[ENTRIES SUPPLIED]
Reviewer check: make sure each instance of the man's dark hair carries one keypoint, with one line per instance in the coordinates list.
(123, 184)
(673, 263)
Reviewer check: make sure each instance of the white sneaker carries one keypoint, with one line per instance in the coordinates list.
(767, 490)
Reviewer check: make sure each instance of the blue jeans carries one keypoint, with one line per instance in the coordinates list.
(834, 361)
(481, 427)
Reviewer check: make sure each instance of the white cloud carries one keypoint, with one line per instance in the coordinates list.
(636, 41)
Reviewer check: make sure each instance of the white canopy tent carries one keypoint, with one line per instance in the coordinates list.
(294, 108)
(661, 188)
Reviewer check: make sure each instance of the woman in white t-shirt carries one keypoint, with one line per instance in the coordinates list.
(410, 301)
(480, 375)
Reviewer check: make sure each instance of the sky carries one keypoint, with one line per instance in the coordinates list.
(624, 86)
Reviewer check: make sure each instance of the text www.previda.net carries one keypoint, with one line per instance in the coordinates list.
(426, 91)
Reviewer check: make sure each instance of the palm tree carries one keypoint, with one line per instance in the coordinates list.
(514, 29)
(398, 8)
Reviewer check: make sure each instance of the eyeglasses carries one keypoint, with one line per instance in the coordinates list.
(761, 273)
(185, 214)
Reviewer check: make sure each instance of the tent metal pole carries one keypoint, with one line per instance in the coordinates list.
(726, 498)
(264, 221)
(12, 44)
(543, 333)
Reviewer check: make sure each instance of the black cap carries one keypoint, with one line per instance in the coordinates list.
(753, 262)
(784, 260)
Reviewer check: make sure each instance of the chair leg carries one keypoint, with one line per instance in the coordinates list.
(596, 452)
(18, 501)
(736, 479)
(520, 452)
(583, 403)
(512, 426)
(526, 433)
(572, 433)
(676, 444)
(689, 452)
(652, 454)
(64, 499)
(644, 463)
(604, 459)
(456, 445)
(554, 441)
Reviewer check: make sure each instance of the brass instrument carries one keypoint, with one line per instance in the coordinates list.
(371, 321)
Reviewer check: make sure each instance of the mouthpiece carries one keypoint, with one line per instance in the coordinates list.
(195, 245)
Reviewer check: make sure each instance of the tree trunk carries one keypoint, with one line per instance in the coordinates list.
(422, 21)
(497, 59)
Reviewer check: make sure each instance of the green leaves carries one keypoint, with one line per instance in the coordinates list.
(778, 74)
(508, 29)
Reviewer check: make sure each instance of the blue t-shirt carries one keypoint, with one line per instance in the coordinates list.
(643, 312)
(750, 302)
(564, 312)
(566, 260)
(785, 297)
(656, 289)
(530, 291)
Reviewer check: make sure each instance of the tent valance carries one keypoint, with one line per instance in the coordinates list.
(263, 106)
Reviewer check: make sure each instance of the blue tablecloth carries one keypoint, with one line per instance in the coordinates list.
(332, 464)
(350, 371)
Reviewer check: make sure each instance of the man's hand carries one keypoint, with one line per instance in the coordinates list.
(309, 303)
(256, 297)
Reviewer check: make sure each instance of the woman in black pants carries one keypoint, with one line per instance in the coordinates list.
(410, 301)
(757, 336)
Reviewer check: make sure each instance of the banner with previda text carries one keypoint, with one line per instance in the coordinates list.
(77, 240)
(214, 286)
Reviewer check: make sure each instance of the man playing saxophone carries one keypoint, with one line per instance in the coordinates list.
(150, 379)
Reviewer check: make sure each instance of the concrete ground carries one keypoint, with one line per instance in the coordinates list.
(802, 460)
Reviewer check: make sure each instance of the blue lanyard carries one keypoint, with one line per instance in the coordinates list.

[WORK ITEM] Your job here is to copy the entries above exactly.

[EXERCISE RESULT]
Reviewer check: make sure each instance of the man's dark hair carries one keypoint, with one line per instance in the coordinates list.
(123, 184)
(673, 263)
Reviewer check: make sure each instance of the white sneaker carries one keypoint, with one line per instance in the coordinates list.
(767, 490)
Reviewer check: make sure each instance of the blue jeans carries one keypoint, with one line per instance in the coordinates list.
(834, 361)
(481, 427)
Reviewer check: make sure each instance of the white cloud carries one keypoint, with one line per instance in the coordinates list.
(636, 41)
Reviewer check: make sure each instance of the white canopy tent carries one keypoint, with one line per instance in the coordinates list.
(294, 108)
(661, 188)
Reviewer check: make sure each instance of the woman in white t-shirt carries one keypoint, with one line per instance in the coordinates list.
(410, 301)
(480, 375)
Reviewer check: make sure each instance of the sky carries one keypoint, with one line per instance in the coordinates list.
(624, 86)
Reviewer check: make sure each instance of the text www.previda.net carries one keypoint, with one line per instance in the coordinates list.
(426, 91)
Reviewer check: make sure each instance of the palm tree carries one keypoint, with one line per instance in the coordinates list.
(514, 29)
(398, 8)
Reviewer check: make sure each instance of the eyeglasses carries one keypoint, with one line per instance in the coordinates list.
(761, 273)
(185, 214)
Reviewer check: make sure each instance of the tent metal pole carries one keypoint, with one line per instance in the coordinates list.
(726, 498)
(264, 221)
(12, 44)
(543, 333)
Reviewer check: make sure each instance of the black cap carries one keypoint, with one line per instance in the coordinates list.
(753, 262)
(784, 260)
Reviewer check: make sure each instance of the chair leg carries one keypoint, with one line per instance in the coordinates list.
(596, 452)
(18, 501)
(736, 479)
(520, 452)
(583, 403)
(512, 426)
(526, 433)
(572, 433)
(676, 444)
(689, 452)
(652, 454)
(64, 499)
(644, 463)
(604, 459)
(456, 445)
(554, 441)
Reviewer check: make sure each instance of the brass instrument carries one keypoint, with one line per instance in the coordinates list.
(371, 321)
Reviewer check: make sure each instance of the mouthpiece carries one keypoint, with one line per instance in the coordinates list.
(195, 245)
Reviewer check: make sure each instance of the tree trunk carries one keypoint, with one line per instance in the coordinates list.
(422, 21)
(497, 59)
Reviewer check: make sure each instance of the green leaves carries one keypoint, with one line per instance in the coordinates list.
(778, 74)
(508, 29)
Reviewer check: make sure each instance of the blue t-shirt carries one keypoint, with one line per instance in the coordinates list.
(643, 312)
(750, 302)
(564, 312)
(566, 260)
(785, 297)
(656, 289)
(530, 291)
Reviewer check: make sure each instance of the tent valance carries one keypoint, with one line per instance in the coordinates list.
(263, 106)
Reviewer check: make sure each instance of the blue tablecloth carries one keypoint, with one line per instance in the coordinates list.
(332, 464)
(350, 371)
Reviewer check: make sure each instance of the man's hand carries one keypoint, with one line per instance in the coordinates list.
(309, 303)
(256, 297)
Reviewer check: make sure each instance of the woman in black pants carries one keypoint, with one line per instance in the coordinates list.
(410, 301)
(757, 336)
Reviewer check: make sure each instance of the banner with previda text carries one keypoint, with one line per instance in the coordinates list.
(77, 240)
(214, 286)
Reviewer check: make sure each instance of the man playing saxophone carries one keypoint, with one line per instance in the coordinates list.
(150, 379)
Reviewer check: make sure each instance of the concrete ground carries one keypoint, with one line per instance in the coordinates list.
(802, 460)
Reviewer check: make sure each instance of the blue lanyard carries one keypoint, with one line per instance in the coordinates list.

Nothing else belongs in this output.